## Exercise:
Starting at the line that contains "of the hillside" and continuing through the final line of the records, rewrite those lines as a numbered list and skip any blank lines.

begin Provided information

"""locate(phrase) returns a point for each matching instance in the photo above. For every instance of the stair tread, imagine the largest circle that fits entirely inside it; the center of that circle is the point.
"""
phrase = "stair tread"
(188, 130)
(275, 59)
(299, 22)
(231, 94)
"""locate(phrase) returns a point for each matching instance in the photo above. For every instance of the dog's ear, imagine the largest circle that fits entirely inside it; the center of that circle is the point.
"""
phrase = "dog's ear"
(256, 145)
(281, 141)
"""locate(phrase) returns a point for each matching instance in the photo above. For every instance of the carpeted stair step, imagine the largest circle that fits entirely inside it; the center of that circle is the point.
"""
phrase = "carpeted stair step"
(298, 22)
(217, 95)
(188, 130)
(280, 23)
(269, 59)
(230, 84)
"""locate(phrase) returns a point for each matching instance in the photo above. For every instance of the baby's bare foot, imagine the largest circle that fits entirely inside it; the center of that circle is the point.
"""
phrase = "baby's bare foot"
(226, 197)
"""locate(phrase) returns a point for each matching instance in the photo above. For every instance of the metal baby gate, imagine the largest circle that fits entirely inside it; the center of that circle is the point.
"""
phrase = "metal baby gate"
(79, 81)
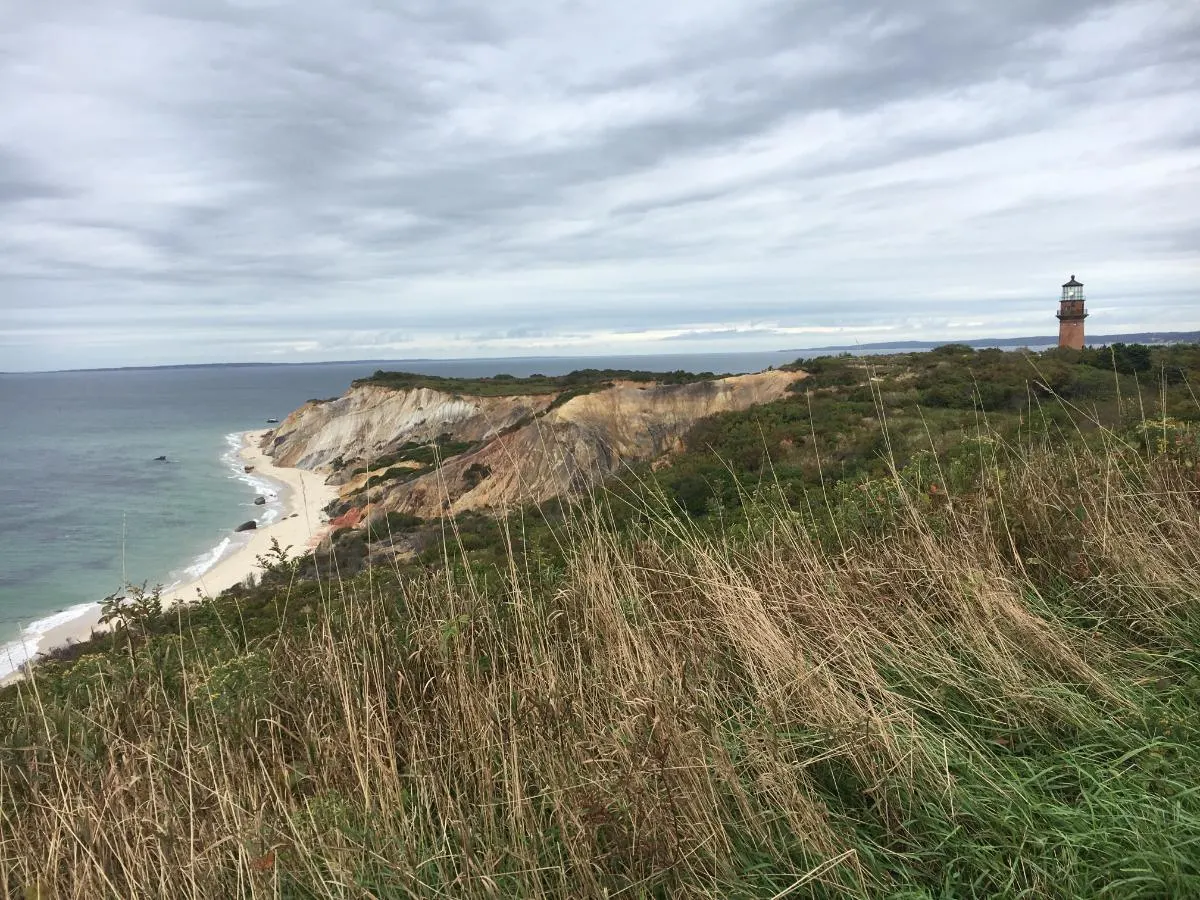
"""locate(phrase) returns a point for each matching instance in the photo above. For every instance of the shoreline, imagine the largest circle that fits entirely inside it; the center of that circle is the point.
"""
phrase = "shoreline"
(300, 523)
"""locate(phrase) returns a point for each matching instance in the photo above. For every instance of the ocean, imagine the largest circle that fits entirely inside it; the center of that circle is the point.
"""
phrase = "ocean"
(85, 507)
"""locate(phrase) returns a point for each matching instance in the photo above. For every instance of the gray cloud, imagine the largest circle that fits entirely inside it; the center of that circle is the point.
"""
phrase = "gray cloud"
(186, 180)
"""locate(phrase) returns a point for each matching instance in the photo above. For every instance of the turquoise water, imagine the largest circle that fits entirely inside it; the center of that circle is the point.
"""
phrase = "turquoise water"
(84, 507)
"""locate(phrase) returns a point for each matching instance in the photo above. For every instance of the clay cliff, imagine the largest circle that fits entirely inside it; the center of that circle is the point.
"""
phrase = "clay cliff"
(430, 453)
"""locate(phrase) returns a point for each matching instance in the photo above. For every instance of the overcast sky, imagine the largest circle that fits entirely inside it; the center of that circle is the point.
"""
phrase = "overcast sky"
(190, 180)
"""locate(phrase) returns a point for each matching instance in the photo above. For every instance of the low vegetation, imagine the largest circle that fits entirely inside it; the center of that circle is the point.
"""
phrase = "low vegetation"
(889, 642)
(505, 385)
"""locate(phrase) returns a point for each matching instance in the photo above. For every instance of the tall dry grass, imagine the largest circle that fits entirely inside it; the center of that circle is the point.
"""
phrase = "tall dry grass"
(958, 697)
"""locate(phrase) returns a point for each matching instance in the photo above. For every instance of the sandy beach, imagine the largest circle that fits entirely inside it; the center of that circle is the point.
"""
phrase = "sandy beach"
(301, 525)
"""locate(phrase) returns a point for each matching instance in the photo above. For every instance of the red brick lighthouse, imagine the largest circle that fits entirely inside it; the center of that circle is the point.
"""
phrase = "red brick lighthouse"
(1072, 315)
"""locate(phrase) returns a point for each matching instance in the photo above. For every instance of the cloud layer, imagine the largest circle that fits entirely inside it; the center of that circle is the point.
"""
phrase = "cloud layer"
(253, 180)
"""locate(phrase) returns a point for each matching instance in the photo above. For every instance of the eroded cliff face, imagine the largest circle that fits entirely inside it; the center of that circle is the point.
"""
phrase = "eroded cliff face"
(369, 421)
(527, 451)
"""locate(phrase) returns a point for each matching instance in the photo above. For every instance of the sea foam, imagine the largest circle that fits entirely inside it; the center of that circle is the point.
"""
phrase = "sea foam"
(17, 653)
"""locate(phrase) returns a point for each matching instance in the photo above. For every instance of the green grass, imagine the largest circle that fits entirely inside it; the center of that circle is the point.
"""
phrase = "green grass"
(816, 689)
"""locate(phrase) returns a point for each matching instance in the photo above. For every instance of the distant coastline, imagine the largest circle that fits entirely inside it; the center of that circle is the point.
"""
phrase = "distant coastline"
(1002, 342)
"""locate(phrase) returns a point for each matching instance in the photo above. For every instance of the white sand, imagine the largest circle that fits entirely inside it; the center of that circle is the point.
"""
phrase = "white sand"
(301, 492)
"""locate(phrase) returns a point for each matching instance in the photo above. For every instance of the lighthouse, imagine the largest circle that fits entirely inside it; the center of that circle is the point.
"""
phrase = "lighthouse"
(1072, 315)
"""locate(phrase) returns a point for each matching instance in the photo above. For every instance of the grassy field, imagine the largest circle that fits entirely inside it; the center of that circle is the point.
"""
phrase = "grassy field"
(964, 671)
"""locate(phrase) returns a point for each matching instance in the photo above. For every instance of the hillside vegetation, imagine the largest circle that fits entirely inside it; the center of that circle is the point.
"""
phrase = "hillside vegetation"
(927, 628)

end Provided information

## Solution to the exercise:
1. """locate(phrase) returns a point for each matching instance in the photo above. For every instance of the hillside vegetation, imagine the largest circle that fits entirely inside it; the center of that circle is the point.
2. """
3. phrase = "hillside vegetation"
4. (927, 628)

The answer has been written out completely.